• Lista zadań:
(A) Podaj wszystkie nazwy imprez biegowych, które pojawiają się we fragmencie dokumentu.
(B) Przedstaw w formie listy numerowanej wszystko od wiersza zawierającego „mark: the white cloud” w dół aż do ostatniego wiersza materiału źródłowego, z pominięciem pustych linii.

Powoli się regeneruję, schładzam a w końcu chowam się przed mrozem w budynku, gdzie jest centrum biegu. Wśród tłumów biegaczy, ich rodzin i znajomych przebieram się, nawadaniam i - wciąż pod wpływem nadzwyczajnej dawki tlenu oraz emocji z finiszu, i po prostu - biegu w piękny, mroźny poranek - ruszam w drogę powrotną do domu (ścieżką spacerową wzdłuż Mississipi to tylko jakieś 13 mil, ale nie mam ochoty na drugi półmaraton)

Frozen Halfmaraton to impreza lokalna, a najbardziej znanym biegiem rozgrywanym w stanie Minnesota jest chyba Grandma’s Marathon (10,000 uczestników), który odbywa się w Duluth. W samym Minneapolis największą biegacką imprezą roku jest Twin City Marathon, którego trasa wiedzie z centrum Minneapolis do St. Paul - stolicy stanu. Bieg ten jest tak aktrakcyjny, że zanim się zorientowałem, w ciągu, chyba, trzech dni zostaje wyczerpany limit miejsc.

• Materiał źródłowy:
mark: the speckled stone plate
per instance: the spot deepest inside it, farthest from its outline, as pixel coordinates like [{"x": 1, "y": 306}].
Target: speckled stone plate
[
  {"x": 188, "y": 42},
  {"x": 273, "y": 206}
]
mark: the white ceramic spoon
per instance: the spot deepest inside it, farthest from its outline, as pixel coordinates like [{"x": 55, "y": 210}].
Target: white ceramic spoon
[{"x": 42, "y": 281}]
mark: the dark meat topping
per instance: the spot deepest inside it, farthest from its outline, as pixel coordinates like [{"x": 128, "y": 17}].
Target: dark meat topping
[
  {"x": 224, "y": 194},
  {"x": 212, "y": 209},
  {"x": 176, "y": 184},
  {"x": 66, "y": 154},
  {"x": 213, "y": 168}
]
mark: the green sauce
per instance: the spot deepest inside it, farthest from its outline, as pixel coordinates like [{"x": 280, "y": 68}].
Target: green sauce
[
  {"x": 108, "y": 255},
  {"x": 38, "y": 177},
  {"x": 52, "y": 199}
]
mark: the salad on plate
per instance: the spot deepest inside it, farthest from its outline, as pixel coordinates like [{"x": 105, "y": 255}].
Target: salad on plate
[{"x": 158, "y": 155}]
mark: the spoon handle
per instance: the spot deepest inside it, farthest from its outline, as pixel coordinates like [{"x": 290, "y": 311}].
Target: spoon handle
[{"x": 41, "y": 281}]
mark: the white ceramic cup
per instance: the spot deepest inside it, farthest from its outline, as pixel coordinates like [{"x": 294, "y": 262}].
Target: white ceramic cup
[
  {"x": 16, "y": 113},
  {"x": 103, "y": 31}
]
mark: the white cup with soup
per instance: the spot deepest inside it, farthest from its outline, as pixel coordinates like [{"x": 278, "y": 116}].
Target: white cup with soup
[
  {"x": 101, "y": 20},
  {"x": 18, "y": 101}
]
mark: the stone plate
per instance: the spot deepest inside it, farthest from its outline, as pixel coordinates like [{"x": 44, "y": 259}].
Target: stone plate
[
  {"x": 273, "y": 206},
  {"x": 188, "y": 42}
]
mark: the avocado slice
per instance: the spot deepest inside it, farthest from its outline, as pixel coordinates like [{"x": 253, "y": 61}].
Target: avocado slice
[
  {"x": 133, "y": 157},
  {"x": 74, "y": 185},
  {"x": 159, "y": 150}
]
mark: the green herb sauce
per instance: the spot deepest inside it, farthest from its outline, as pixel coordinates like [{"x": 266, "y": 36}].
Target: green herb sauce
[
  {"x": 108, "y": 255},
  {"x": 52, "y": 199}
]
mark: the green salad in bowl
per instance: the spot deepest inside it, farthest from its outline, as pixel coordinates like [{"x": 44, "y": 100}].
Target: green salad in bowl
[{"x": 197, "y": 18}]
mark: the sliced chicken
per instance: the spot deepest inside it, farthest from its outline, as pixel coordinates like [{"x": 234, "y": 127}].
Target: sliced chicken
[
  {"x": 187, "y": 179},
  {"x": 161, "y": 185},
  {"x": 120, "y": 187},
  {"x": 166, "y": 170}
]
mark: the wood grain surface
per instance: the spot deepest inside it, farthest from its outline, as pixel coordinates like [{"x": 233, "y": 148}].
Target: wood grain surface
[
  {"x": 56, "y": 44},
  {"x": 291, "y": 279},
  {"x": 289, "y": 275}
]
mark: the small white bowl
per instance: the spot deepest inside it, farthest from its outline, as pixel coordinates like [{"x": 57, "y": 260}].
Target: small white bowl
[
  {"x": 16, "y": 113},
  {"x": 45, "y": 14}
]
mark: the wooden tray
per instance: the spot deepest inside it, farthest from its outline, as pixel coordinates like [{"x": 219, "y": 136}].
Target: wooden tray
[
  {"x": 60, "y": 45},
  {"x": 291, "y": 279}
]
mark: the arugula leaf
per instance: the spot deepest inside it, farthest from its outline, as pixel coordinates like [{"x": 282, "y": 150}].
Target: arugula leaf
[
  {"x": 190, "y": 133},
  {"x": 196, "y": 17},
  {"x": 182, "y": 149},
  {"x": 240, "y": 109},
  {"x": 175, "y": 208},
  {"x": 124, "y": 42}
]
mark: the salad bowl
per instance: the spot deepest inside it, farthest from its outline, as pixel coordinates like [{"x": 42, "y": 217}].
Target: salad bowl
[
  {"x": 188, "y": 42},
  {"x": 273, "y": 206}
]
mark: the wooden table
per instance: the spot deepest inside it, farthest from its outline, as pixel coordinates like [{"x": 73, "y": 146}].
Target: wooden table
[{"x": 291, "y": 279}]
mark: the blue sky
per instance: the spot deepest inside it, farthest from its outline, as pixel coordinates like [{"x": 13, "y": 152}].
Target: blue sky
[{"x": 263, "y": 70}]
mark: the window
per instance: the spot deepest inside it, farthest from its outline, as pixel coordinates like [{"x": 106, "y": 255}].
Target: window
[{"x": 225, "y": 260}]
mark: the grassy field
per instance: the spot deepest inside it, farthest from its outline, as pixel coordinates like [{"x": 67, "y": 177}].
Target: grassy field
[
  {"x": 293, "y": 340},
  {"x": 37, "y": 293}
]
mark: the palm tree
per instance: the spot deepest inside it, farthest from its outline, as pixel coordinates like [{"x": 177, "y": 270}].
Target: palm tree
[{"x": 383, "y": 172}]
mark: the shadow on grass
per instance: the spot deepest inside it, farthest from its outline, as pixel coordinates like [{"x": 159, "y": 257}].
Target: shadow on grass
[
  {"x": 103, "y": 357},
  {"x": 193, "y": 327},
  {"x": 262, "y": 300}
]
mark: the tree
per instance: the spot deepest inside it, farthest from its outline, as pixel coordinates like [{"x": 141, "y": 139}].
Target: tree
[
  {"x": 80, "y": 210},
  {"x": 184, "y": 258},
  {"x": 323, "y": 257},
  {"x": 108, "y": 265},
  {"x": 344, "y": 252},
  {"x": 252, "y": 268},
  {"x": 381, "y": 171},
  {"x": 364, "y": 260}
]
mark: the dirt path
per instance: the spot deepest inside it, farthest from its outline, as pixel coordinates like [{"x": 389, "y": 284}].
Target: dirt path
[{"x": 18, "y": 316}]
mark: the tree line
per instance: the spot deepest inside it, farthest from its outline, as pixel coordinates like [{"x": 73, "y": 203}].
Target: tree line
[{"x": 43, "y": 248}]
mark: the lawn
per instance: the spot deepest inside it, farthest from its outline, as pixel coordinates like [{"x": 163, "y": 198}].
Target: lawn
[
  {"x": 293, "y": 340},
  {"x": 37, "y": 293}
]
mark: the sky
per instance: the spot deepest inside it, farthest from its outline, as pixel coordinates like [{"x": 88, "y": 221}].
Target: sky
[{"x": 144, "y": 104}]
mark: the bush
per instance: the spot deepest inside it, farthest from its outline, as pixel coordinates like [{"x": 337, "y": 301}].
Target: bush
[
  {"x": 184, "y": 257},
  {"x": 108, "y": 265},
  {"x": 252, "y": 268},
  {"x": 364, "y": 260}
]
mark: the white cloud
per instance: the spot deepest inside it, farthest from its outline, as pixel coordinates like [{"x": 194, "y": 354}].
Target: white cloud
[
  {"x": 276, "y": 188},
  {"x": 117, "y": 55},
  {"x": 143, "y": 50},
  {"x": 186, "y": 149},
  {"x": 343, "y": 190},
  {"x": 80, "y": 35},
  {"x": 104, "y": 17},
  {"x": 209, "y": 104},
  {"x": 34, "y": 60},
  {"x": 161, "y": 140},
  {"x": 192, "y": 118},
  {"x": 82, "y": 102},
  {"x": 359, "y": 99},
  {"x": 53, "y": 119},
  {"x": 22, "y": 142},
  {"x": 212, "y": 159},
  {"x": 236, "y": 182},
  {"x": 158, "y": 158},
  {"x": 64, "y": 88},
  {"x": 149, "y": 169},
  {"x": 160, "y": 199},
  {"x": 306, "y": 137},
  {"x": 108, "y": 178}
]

• Odpowiedzi do zadań:
(A) Frozen Halfmaraton, Grandma’s Marathon, Twin City Marathon

(B)
1. mark: the white cloud
2. per instance: the spot deepest inside it, farthest from its outline, as pixel coordinates like [{"x": 194, "y": 354}].
3. Target: white cloud
4. [
5.   {"x": 276, "y": 188},
6.   {"x": 117, "y": 55},
7.   {"x": 143, "y": 50},
8.   {"x": 186, "y": 149},
9.   {"x": 343, "y": 190},
10.   {"x": 80, "y": 35},
11.   {"x": 104, "y": 17},
12.   {"x": 209, "y": 104},
13.   {"x": 34, "y": 60},
14.   {"x": 161, "y": 140},
15.   {"x": 192, "y": 118},
16.   {"x": 82, "y": 102},
17.   {"x": 359, "y": 99},
18.   {"x": 53, "y": 119},
19.   {"x": 22, "y": 142},
20.   {"x": 212, "y": 159},
21.   {"x": 236, "y": 182},
22.   {"x": 158, "y": 158},
23.   {"x": 64, "y": 88},
24.   {"x": 149, "y": 169},
25.   {"x": 160, "y": 199},
26.   {"x": 306, "y": 137},
27.   {"x": 108, "y": 178}
28. ]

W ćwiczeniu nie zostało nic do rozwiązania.